Mariano Recalde (born 8 April 1972) is an Argentine lawyer and Justicialist Party politician. He currently serves as a National Senator for the Autonomous City of Buenos Aires since December 2019, representing the Frente de Todos. He previously served as a Legislator at the Buenos Aires City Legislature and as president of Aerolíneas Argentinas, Argentina's state-owned flag carrier airline from 2009 to 2015.

Early life and education
Recalde was born on 8 April 1972 in Buenos Aires. His father is the labour attorney and politician Héctor Recalde. He finished high school at the Colegio Nacional de Buenos Aires; he also served as president of the Colegio's student union. Like his father, Mariano studied law at the University of Buenos Aires (UBA) and then went on to complete specializations on labour law at the universities of Salamanca and Castilla–La Mancha in Spain.

Recalde also counts with a doctorate (PhD) on labour law from the University of Buenos Aires; his doctoral thesis was on "New trends in the relationship between state and collective norms and the new rules on competences and concurrences between collective bargaining agreements". He has served as auxiliary professor in the private law and labour law courses and as professor of collective labour law at the UBA.

-- WRITTEN TASK 1 --
In the text about Mariano Recalde, write out the passage between "Early life and" and "at the UBA.", inclusive.

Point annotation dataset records
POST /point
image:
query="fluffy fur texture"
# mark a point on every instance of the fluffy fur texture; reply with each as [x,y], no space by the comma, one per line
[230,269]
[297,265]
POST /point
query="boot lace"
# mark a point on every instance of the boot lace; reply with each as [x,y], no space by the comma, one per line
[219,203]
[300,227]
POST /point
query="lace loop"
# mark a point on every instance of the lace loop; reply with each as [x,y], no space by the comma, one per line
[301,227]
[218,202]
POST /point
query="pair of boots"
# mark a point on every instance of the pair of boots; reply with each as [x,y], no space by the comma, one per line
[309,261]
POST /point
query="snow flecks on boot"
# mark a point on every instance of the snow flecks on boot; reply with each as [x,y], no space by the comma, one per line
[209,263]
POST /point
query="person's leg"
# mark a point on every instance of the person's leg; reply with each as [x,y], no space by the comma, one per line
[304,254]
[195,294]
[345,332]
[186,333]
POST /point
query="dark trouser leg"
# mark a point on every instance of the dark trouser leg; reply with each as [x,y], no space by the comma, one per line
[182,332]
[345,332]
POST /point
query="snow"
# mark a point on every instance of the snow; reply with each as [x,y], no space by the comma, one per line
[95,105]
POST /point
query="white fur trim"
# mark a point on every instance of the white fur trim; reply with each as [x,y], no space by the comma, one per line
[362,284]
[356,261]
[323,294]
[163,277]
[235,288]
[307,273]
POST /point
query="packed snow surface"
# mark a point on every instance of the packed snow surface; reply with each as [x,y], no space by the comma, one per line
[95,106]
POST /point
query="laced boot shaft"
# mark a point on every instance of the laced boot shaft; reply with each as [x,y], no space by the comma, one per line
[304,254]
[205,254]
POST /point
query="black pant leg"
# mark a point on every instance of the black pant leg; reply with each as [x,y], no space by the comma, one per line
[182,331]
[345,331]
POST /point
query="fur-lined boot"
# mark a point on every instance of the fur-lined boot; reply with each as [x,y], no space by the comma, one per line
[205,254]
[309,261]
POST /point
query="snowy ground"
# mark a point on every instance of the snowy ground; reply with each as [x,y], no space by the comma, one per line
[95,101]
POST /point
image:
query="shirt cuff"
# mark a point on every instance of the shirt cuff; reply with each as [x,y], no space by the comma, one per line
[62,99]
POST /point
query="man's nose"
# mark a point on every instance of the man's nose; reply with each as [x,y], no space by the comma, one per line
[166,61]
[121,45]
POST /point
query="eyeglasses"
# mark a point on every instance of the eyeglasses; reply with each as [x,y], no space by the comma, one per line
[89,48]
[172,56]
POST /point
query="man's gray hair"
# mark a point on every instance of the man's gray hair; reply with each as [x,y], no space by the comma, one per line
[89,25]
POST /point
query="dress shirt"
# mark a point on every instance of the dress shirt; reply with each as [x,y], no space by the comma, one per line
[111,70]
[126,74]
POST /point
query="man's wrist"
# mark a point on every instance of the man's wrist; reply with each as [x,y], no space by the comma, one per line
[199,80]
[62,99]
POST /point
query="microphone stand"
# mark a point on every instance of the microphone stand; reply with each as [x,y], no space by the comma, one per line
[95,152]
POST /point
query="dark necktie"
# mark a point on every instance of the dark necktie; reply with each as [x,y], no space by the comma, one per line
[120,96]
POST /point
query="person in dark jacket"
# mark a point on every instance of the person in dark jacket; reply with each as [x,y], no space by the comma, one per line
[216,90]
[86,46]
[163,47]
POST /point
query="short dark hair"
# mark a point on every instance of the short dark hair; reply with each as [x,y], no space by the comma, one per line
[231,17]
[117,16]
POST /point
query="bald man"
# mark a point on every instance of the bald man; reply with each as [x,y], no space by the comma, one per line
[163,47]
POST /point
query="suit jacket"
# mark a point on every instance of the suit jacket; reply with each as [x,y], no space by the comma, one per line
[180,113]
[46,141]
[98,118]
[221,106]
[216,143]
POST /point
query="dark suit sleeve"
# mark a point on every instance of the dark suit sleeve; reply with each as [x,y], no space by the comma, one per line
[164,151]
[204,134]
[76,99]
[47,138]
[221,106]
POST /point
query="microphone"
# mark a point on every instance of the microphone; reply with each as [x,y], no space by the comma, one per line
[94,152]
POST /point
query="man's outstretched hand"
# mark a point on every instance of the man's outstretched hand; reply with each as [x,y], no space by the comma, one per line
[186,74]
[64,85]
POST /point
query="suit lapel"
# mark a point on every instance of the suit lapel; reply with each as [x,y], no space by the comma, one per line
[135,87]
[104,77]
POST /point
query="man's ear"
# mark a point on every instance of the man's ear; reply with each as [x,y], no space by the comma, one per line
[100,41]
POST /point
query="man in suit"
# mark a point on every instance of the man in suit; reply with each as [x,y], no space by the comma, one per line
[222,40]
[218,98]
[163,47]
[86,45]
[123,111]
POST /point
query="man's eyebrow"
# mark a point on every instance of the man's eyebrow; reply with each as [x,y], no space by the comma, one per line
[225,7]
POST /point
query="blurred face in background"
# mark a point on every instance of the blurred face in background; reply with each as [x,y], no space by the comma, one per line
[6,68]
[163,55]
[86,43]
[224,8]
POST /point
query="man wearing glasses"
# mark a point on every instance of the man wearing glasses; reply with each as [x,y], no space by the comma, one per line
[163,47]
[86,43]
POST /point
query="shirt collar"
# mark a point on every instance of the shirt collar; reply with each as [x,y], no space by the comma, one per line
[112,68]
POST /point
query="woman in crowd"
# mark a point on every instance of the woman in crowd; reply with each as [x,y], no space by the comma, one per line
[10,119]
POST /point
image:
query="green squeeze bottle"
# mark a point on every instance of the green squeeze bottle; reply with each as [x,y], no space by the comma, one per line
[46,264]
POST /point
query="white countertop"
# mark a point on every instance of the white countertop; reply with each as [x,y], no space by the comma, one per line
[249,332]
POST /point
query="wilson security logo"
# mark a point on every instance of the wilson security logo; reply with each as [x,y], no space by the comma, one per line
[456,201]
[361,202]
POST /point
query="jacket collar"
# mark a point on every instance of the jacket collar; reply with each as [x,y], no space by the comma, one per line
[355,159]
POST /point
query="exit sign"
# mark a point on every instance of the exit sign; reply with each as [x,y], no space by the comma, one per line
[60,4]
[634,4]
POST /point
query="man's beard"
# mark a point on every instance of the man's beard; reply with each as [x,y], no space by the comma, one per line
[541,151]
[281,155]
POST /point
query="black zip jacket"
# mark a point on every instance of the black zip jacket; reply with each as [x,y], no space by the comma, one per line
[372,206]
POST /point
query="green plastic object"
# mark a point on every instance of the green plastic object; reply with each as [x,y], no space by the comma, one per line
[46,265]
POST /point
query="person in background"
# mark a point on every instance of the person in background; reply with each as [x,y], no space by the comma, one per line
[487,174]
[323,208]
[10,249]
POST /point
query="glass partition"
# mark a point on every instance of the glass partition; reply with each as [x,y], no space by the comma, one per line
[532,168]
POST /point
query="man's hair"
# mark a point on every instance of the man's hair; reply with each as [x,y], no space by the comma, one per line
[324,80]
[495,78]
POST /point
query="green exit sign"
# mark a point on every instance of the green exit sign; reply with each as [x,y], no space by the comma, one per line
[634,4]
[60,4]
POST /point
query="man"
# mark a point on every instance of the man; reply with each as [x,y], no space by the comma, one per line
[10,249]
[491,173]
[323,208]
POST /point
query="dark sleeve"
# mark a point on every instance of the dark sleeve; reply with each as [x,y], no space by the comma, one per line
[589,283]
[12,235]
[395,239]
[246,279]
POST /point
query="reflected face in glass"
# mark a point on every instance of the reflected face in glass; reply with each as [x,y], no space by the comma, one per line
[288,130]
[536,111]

---

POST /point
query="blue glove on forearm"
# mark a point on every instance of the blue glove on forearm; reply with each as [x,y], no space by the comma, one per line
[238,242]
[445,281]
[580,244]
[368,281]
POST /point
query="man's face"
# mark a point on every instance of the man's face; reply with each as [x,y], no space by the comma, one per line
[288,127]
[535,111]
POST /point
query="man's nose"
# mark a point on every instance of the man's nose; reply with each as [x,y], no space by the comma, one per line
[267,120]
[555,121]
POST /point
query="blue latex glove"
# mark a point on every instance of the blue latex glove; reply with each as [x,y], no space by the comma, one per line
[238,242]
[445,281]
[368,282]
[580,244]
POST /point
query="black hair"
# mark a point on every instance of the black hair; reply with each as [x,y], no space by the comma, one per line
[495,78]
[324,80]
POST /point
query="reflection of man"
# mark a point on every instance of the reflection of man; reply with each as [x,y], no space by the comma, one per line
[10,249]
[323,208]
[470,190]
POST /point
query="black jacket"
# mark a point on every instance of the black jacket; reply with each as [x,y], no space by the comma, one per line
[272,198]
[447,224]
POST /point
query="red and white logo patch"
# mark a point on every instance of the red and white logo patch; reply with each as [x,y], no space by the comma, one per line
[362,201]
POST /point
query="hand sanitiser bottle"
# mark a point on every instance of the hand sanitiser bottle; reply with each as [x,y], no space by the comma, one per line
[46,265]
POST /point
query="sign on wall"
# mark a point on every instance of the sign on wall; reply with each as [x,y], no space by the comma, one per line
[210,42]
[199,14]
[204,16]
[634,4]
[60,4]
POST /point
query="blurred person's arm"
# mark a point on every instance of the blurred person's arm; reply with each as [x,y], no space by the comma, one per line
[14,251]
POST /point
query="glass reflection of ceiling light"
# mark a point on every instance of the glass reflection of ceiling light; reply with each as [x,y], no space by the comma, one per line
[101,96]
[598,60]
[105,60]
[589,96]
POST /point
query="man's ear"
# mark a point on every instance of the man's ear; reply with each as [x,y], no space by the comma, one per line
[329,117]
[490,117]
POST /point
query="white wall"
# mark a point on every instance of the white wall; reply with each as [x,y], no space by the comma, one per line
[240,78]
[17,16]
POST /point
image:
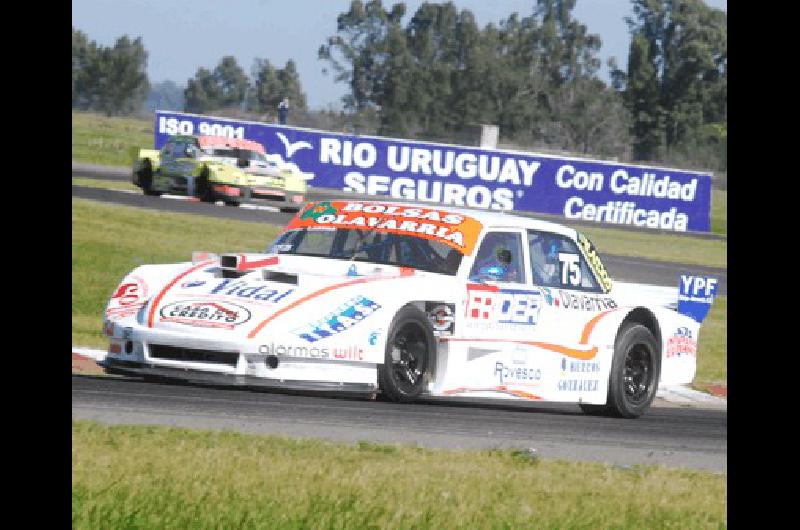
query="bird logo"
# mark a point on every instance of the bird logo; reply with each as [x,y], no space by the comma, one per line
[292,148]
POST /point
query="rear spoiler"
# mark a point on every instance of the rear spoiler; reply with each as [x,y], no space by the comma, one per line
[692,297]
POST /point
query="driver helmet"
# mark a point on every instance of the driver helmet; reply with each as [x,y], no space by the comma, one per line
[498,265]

-- WRITTEN TASK 2 --
How many lines of the records contain the string "lined"? Case counts, and reply with the number only.

-- WORKED SOLUTION 1 --
Early life and education
Recalde was born on 8 April 1972 in Buenos Aires. His father is the labour attorney and politician Héctor Recalde. He finished high school at the Colegio Nacional de Buenos Aires; he also served as president of the Colegio's student union. Like his father, Mariano studied law at the University of Buenos Aires (UBA) and then went on to complete specializations on labour law at the universities of Salamanca and Castilla–La Mancha in Spain.

Recalde also counts with a doctorate (PhD) on labour law from the University of Buenos Aires; his doctoral thesis was on "New trends in the relationship between state and collective norms and the new rules on competences and concurrences between collective bargaining agreements". He has served as auxiliary professor in the private law and labour law courses and as professor of collective labour law at the UBA.

-- WORKED SOLUTION 2 --
2